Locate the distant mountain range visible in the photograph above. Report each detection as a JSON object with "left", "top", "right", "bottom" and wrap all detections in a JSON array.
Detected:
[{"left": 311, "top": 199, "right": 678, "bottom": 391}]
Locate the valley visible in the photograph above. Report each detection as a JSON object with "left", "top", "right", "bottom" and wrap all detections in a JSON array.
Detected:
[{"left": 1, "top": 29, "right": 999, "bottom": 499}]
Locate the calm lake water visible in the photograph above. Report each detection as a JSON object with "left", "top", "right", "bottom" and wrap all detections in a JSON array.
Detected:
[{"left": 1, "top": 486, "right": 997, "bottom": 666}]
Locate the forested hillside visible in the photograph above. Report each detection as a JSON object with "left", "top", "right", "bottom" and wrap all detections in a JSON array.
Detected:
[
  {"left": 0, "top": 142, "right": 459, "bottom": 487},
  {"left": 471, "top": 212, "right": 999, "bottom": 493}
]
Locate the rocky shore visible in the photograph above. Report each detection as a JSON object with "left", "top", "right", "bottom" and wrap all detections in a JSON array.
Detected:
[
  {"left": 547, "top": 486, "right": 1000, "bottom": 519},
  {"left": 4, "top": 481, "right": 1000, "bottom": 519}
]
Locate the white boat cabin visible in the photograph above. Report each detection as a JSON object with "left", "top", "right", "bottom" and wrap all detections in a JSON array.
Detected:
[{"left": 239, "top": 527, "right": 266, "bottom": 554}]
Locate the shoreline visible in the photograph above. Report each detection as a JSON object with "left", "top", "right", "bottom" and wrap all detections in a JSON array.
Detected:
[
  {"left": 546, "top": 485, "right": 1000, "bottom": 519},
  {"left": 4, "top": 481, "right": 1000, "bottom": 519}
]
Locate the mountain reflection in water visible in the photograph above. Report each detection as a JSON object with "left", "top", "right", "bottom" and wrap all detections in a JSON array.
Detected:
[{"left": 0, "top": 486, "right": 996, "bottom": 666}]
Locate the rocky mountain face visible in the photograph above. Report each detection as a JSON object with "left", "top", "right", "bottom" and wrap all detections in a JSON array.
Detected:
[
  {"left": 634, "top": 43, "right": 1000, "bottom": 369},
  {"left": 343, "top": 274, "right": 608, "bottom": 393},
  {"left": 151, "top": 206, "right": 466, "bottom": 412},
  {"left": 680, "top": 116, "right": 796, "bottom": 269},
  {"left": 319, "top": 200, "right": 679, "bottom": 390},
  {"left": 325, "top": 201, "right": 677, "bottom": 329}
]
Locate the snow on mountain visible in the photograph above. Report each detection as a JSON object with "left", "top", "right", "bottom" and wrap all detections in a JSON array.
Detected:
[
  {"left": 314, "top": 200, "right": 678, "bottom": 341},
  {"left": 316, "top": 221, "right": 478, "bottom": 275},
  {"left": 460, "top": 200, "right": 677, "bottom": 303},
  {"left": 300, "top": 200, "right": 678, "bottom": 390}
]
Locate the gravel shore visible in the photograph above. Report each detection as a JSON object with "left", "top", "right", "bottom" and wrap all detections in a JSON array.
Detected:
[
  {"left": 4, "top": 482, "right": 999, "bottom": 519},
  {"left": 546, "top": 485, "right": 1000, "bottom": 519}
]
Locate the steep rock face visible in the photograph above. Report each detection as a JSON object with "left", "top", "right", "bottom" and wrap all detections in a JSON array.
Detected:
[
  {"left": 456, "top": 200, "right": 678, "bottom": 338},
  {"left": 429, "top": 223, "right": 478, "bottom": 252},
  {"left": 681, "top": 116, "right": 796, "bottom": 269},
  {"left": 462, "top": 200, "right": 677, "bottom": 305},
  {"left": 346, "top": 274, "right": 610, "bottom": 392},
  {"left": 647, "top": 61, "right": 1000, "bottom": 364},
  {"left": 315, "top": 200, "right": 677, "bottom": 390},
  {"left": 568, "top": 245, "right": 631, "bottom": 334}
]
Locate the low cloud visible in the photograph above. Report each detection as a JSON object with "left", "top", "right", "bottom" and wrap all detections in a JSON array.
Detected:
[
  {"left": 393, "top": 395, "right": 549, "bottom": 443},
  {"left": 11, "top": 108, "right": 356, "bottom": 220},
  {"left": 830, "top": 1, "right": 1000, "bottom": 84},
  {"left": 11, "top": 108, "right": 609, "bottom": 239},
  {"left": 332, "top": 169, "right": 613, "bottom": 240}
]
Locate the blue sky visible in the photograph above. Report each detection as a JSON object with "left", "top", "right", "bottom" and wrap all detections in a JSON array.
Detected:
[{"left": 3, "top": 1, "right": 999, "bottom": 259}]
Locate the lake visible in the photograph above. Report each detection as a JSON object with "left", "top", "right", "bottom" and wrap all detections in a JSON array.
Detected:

# TASK INSTRUCTIONS
Please tally the lines of the entries that contain the string "lake" and reply with the count alone.

# RESULT FOR THIS TASK
2